• [What the task requires]: Restate the records underneath, keeping each one exactly the same.
[Task input Boundary: Start]
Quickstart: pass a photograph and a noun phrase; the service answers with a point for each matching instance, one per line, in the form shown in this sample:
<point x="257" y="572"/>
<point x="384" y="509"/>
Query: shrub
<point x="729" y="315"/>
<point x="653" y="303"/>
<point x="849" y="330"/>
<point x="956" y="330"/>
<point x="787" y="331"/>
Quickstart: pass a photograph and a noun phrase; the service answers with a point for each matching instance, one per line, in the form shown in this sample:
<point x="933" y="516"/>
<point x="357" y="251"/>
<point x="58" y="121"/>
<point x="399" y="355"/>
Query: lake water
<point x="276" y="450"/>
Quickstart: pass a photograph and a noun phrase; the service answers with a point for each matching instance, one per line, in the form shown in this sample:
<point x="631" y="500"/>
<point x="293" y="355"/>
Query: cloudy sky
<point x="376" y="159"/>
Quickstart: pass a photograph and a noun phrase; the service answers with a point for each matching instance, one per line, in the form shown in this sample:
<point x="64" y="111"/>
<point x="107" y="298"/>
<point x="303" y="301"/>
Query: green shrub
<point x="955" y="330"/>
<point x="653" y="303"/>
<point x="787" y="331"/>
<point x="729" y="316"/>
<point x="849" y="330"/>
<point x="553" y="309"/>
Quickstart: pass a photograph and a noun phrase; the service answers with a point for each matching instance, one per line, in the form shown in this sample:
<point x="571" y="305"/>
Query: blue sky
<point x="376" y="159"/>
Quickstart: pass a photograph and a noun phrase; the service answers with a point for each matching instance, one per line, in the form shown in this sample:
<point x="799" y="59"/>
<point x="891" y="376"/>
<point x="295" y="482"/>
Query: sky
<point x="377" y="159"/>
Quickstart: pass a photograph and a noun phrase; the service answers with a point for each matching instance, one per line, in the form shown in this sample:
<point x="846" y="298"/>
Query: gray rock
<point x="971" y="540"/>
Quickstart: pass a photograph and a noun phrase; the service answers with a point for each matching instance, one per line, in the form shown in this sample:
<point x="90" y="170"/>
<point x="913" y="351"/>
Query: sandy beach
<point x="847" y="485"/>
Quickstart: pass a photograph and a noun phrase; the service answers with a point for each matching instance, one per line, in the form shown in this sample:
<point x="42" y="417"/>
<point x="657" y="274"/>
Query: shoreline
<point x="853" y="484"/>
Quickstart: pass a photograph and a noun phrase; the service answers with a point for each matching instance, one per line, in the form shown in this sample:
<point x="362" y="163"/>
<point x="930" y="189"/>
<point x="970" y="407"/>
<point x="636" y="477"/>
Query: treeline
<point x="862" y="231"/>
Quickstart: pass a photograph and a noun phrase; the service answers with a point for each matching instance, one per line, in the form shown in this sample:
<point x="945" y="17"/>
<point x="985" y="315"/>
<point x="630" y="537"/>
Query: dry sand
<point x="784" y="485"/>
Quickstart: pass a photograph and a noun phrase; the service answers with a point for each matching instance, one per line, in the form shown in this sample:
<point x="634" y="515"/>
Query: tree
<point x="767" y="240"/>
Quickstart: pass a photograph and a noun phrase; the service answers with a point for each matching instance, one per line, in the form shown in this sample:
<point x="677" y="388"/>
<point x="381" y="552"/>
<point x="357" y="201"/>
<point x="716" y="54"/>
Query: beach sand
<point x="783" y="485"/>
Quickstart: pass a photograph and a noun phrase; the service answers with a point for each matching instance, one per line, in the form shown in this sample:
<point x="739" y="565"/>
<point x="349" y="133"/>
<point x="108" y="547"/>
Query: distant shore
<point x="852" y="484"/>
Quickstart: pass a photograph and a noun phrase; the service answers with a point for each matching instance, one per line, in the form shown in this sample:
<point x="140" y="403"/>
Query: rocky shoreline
[Task input Boundary: End]
• [The answer]:
Quickstart: pass a photograph and a noun phrase; the service answers with a point for each matching instance, one per line, in the form shown in this sample:
<point x="257" y="572"/>
<point x="384" y="509"/>
Query: shrub
<point x="729" y="315"/>
<point x="653" y="303"/>
<point x="849" y="330"/>
<point x="956" y="330"/>
<point x="787" y="331"/>
Quickstart: pass a photograph and a noun phrase; the service answers with a point for each matching instance, one per line, in the form shown in this sample:
<point x="933" y="516"/>
<point x="357" y="251"/>
<point x="58" y="121"/>
<point x="399" y="355"/>
Query: lake water
<point x="276" y="450"/>
Quickstart: pass a photograph and a noun phrase; the service answers with a point for each matching instance, one per line, in the form shown in this sample:
<point x="631" y="500"/>
<point x="293" y="355"/>
Query: cloudy sky
<point x="376" y="159"/>
Quickstart: pass a photograph and a noun phrase; the service answers with a point for each matching instance, one per line, in the form shown in this sample:
<point x="64" y="111"/>
<point x="107" y="298"/>
<point x="303" y="301"/>
Query: green shrub
<point x="955" y="330"/>
<point x="653" y="303"/>
<point x="787" y="331"/>
<point x="729" y="316"/>
<point x="849" y="330"/>
<point x="553" y="309"/>
Quickstart: pass a photograph and a noun phrase; the service answers with a point for each matching instance, one per line, in the form shown in this sample:
<point x="571" y="305"/>
Query: blue sky
<point x="376" y="159"/>
Quickstart: pass a photograph and a noun phrase; the service answers with a point for each matching instance, one per line, in the form shown in this sample:
<point x="799" y="59"/>
<point x="891" y="376"/>
<point x="295" y="482"/>
Query: sky
<point x="377" y="159"/>
Quickstart: pass a photograph and a noun phrase; the service answers with a point for each matching instance, one per line, in the form shown in this sample:
<point x="846" y="298"/>
Query: gray rock
<point x="971" y="540"/>
Quickstart: pass a photograph and a noun phrase; the service answers with a point for each matching instance, one per line, in the form shown in this sample:
<point x="90" y="170"/>
<point x="913" y="351"/>
Query: sandy beach
<point x="847" y="485"/>
Quickstart: pass a photograph and a noun phrase; the service answers with a point for each matching instance, one per line, in the form shown in this sample:
<point x="42" y="417"/>
<point x="657" y="274"/>
Query: shoreline
<point x="853" y="484"/>
Quickstart: pass a photograph and a noun phrase; the service answers with a point for each matching instance, one per line, in the form shown in this sample:
<point x="362" y="163"/>
<point x="930" y="189"/>
<point x="970" y="407"/>
<point x="636" y="477"/>
Query: treeline
<point x="862" y="231"/>
Quickstart: pass a photograph and a noun phrase; the service answers with a point for each matching instance, one per line, in the form shown in this sample:
<point x="945" y="17"/>
<point x="985" y="315"/>
<point x="630" y="537"/>
Query: dry sand
<point x="784" y="485"/>
Quickstart: pass a photograph and a noun phrase; the service answers with a point for each matching instance, one per line, in the form shown in this sample:
<point x="634" y="515"/>
Query: tree
<point x="767" y="240"/>
Quickstart: pass a photograph and a noun phrase; the service answers with a point for each matching instance, one per line, in the form shown in this sample:
<point x="677" y="388"/>
<point x="381" y="552"/>
<point x="357" y="201"/>
<point x="716" y="54"/>
Query: beach sand
<point x="783" y="485"/>
Quickstart: pass a photograph and a noun phrase; the service answers with a point for each matching instance, one per line, in the form shown in this sample:
<point x="739" y="565"/>
<point x="349" y="133"/>
<point x="108" y="547"/>
Query: distant shore
<point x="852" y="484"/>
Quickstart: pass a photograph and a noun phrase; the service answers with a point for each matching instance, one per line, in the form shown in this sample:
<point x="140" y="403"/>
Query: rocky shoreline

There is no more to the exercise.